**TAREA ASIGNADA**:
Indique si cada afirmación concuerda con el fragmento de lectura de abajo; responda sí o no y cite literalmente las palabras del fragmento que lo deciden.
1. G. habló de su decisión con sus padres antes de dejar la escuela.
2. Los amigos de G. tardaron dos semanas en acordar que convenía informar de que había dejado la escuela.
3. La madre de G. dijo que al día siguiente G. se iba al pueblo.

**FRAGMENTO DE LECTURA**:
○ ○ ○ ○ ○

El otro día (que es una expresión muy española, que lo mismo puede indicar ayer que hace quince años), G., como persona libre que es, a sus doce años, decidió que ya había aprendido todo lo que tenía que aprender dentro del sistema educativo convencional y dejó de asistir a la escuela. Se ve que, analizando la bonanza del sistema educativo público etíope, le pareció que después de tercero de Primaria todo es cuesta abajo, y coligió que con lo que sabía tenía bastante. G. tomó esta decisión unilateralmente, sin comentarla previamente ni con sus padres ni conmigo. Que yo a lo mejor le hubiera dado la razón, oyes, pero el caso es que permaneció callado como una sexoservidora. Sus amigos, que son muy majos pero un poquitín cretinos, tardaron dos semanas en analizar y acordar la conveniencia de informarme de la deserción escolar de G. Por lo que, cuando dicha circunstancia llegó a mis oídos, G. llevaba tres semanas sin ir al cole. Y el sistema etíope será un caos pero, en Addis y en Fernando Poo, si faltas a clase sin justificación durante tres semanas, amigo, tienes un problema.
Desde la escuela solicitaron la presencia de sus progenitores. Y esto nos avocaba a un nuevo problema: G. no quería decirles que había dejado la escuela. Cuando al día siguiente me vino con un ojo morado (y sin padres acompañándolo), entendí por qué. Y así, aprovechando que era 24, me fui a ver a los padres de G. para felicitarles la Navidad frenji, que es una cosa que aquí a nadie le importa.
Fuimos con el sujeto de análisis -esto es, G.- y con uno de los mayores (M.) por cuya casa habíamos pasado previamente a saludar a su madre, que estaba en la cama escupiendo los pulmones (literal, mientras escribo estas líneas está ingresada en una clínica de una conocida congregación religiosa). Ya ambientados tras la deprimente visita a la madre de M., llegamos a casa de G. Allí encontramos a su madre que me saludó sin muchas ganas. Yo le comenté que venía a hablar del pequeño problema de G. y su tensa relación con la dinámica educativa y ella me contestó que no me preocupara, que al día siguiente G. se iba al pueblo y así se acabarían todos los problemas.
_ ¿Con quién se va?
_ Con una gente que conozco -respondió vagamente
_ ¿Y con quién va a vivir en el pueblo?
_ No sé, se las apañará
_ ¿Y que comerá?
_ …
_ ¿Y si se pone malo?
_ …
Vamos, que le habían comprado un billete de ida al gueter lo mismo que hubieran podido dejarlo en Bole Road (puestos a abandonar, yo abandonaría allí) y salir corriendo. Le pregunté también por el moratón en el ojo, y me dijo que el padre se había pillado tremendo cabreo por la apostasía escolar de G. Tanto, tanto se había enfadado que no le habían quedado ganas de ir a la escuela para solicitar la readmisión.

○ ○ ○ ○ ○

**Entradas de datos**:

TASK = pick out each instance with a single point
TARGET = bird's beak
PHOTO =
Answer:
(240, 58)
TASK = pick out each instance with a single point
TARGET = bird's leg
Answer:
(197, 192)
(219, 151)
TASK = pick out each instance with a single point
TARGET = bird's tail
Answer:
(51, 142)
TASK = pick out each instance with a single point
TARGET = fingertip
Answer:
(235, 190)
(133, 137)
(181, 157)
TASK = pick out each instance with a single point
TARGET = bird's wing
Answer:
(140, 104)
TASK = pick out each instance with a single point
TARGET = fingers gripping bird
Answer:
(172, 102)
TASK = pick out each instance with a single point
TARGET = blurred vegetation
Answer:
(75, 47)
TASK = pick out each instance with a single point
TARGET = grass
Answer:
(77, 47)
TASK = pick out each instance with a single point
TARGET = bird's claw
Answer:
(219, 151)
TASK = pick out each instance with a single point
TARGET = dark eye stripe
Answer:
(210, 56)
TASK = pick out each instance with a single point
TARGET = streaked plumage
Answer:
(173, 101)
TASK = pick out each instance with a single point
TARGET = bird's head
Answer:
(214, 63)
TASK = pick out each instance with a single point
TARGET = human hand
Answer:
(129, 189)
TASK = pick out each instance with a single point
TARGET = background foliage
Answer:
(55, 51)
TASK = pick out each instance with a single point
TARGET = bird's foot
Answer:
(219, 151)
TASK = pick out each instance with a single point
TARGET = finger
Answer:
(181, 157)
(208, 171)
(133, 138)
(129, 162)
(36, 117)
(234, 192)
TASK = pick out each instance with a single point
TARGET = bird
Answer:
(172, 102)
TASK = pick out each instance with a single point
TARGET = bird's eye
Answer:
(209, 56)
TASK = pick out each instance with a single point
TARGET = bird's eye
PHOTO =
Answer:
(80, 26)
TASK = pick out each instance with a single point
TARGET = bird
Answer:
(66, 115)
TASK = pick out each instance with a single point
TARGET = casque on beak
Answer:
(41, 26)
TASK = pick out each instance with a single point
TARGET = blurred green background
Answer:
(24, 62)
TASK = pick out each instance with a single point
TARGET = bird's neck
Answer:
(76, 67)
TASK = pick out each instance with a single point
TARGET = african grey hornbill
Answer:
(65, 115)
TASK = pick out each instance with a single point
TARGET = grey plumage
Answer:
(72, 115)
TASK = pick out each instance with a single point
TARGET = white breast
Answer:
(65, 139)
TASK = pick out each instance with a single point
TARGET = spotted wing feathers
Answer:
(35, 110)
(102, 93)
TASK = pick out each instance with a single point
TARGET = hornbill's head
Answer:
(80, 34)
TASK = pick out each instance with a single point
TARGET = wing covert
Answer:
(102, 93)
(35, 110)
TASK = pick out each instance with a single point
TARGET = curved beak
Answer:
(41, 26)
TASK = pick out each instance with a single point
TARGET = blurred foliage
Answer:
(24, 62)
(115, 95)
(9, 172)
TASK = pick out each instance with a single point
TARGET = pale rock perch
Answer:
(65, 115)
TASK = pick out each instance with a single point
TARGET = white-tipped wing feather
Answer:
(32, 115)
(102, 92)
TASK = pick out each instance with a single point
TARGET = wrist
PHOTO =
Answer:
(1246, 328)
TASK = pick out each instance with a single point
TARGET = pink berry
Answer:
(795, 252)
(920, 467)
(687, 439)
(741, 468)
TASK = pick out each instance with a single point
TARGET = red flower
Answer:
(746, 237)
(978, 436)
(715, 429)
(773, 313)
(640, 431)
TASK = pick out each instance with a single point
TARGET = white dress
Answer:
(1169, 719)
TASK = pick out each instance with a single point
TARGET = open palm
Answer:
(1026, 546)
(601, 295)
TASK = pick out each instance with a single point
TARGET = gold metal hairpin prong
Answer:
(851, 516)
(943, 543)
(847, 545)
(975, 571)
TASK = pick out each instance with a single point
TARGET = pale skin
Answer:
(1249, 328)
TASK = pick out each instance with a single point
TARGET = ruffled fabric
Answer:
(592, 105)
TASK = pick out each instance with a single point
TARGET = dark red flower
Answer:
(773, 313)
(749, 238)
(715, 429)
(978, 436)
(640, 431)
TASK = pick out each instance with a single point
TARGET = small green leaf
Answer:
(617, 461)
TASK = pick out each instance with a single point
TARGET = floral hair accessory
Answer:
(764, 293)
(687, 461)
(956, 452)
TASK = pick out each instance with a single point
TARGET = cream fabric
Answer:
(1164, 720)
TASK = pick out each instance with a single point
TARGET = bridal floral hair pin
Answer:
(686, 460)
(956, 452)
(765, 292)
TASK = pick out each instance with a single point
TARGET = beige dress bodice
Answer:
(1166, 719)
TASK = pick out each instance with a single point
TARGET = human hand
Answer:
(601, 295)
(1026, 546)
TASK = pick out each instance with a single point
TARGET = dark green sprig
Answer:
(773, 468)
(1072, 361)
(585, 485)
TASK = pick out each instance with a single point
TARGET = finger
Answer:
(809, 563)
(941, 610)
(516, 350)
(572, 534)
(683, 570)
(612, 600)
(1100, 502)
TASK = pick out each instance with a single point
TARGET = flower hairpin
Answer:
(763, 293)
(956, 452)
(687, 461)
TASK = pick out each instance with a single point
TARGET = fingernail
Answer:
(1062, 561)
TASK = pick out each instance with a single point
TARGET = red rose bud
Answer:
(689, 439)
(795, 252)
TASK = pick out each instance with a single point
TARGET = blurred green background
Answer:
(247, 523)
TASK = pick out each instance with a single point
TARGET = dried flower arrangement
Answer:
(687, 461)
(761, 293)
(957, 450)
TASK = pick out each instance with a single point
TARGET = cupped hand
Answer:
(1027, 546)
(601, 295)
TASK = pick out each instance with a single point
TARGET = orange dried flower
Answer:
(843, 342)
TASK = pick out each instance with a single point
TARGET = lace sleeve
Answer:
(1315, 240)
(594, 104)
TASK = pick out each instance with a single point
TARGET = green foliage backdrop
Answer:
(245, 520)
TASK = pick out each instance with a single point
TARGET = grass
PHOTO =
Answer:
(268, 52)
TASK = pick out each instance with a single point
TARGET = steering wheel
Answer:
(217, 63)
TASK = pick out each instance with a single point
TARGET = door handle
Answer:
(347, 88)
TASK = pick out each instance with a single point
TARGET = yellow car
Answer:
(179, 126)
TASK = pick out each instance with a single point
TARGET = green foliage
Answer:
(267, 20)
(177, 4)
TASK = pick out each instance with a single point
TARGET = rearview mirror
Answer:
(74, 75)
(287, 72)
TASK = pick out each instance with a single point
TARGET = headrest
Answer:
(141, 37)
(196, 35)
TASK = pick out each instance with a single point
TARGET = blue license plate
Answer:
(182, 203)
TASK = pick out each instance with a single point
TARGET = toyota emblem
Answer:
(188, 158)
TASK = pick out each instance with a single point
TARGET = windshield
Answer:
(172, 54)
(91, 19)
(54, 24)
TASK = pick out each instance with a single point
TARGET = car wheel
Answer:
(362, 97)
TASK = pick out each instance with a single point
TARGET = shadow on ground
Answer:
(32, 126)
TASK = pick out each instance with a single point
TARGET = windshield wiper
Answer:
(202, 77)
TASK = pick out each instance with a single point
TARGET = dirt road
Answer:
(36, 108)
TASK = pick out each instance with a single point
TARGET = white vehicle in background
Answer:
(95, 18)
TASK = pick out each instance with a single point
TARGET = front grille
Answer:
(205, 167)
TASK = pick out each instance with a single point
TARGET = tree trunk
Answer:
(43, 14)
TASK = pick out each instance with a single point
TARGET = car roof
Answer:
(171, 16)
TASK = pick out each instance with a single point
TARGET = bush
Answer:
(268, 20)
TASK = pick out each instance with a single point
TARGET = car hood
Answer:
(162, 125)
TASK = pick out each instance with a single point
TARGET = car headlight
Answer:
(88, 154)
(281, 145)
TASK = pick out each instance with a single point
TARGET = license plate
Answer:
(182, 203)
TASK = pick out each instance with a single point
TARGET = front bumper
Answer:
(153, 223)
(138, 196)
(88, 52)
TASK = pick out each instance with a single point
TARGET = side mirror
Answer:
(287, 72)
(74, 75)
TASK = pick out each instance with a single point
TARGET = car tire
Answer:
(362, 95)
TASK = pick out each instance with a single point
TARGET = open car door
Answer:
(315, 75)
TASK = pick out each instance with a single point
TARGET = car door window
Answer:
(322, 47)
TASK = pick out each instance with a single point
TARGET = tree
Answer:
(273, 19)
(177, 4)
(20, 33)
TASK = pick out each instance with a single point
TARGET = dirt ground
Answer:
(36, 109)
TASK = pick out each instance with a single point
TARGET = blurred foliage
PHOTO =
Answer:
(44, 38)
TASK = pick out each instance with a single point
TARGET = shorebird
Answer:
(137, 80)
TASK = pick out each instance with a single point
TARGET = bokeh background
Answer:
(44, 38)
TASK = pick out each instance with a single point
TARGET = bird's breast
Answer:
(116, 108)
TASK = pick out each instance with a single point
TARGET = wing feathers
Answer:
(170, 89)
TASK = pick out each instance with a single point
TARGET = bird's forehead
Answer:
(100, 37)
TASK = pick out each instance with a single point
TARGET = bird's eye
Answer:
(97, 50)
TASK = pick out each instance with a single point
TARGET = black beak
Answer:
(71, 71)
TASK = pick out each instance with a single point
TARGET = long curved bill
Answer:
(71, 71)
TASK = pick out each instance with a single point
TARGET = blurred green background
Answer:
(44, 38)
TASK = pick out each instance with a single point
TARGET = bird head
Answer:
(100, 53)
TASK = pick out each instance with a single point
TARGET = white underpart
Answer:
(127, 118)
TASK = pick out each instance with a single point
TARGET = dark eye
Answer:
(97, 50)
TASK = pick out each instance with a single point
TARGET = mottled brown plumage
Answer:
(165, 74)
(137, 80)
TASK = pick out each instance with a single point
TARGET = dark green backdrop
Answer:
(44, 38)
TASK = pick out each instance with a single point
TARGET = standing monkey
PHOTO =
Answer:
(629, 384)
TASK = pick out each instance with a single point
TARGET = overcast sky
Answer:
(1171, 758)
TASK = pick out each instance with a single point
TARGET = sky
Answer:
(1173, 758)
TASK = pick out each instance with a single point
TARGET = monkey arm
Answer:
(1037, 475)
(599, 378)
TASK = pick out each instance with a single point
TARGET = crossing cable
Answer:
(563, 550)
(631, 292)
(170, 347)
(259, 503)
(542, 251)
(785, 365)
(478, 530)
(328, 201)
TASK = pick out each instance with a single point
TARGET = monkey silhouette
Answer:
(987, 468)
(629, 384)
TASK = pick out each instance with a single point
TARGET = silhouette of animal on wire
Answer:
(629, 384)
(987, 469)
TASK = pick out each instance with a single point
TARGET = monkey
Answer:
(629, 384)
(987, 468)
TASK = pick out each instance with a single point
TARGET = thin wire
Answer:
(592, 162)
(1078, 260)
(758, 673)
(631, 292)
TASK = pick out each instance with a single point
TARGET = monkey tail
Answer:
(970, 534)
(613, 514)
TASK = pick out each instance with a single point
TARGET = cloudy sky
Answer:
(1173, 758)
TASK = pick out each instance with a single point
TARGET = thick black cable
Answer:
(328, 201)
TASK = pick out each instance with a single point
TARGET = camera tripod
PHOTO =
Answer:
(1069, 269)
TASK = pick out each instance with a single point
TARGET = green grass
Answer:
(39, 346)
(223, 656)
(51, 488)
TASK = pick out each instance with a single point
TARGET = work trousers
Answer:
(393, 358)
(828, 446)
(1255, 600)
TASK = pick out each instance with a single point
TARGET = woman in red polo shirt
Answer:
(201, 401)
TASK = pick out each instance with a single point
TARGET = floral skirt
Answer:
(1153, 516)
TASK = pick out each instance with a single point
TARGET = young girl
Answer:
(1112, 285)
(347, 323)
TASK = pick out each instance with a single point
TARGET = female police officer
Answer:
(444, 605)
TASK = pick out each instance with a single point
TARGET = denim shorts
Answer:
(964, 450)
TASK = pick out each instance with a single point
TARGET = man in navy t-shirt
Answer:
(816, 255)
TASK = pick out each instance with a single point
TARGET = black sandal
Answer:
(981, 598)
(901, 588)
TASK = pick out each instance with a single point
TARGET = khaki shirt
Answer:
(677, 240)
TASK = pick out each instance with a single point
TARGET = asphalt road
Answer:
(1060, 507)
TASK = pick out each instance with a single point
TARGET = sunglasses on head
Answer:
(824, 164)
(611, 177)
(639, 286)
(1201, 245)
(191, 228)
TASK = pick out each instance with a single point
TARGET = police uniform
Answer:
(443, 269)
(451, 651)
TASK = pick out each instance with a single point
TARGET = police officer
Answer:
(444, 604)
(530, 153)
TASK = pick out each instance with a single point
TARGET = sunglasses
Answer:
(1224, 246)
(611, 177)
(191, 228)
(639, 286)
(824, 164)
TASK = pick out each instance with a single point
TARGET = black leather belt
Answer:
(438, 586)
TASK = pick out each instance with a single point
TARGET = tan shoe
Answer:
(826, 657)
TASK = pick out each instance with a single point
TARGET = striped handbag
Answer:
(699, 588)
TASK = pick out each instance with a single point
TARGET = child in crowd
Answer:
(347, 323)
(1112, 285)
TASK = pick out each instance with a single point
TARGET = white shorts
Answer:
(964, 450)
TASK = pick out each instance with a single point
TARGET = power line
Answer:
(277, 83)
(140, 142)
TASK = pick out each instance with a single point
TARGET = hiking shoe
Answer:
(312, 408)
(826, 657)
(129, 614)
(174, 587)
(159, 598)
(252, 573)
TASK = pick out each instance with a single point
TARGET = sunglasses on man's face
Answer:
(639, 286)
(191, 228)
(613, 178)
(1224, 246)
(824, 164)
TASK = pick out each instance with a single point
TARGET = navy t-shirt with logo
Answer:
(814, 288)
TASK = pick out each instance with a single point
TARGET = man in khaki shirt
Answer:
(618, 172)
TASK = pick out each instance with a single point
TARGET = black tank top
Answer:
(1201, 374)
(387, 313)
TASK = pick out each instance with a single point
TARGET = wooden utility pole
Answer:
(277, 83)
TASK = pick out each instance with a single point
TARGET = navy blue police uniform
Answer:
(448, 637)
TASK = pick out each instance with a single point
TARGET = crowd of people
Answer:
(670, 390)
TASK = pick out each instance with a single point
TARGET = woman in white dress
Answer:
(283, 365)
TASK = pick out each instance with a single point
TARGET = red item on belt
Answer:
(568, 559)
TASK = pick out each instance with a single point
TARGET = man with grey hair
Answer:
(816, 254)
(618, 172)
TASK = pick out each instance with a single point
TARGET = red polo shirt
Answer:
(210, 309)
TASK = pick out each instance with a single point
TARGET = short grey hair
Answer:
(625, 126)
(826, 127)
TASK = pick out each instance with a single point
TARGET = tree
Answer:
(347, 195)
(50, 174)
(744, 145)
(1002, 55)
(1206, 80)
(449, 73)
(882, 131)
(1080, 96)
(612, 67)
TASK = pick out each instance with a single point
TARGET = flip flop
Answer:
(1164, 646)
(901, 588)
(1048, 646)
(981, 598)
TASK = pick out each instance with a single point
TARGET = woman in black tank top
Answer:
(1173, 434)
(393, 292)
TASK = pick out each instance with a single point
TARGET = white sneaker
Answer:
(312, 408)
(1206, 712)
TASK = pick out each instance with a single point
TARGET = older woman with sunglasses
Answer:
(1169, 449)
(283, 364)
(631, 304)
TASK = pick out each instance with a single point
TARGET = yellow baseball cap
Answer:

○ ○ ○ ○ ○

**RESULTADO DE LA TAREA**:
1. No: «G. tomó esta decisión unilateralmente, sin comentarla previamente ni con sus padres ni conmigo».
2. Sí: «tardaron dos semanas en analizar y acordar la conveniencia de informarme de la deserción escolar de G.».
3. Sí: «al día siguiente G. se iba al pueblo».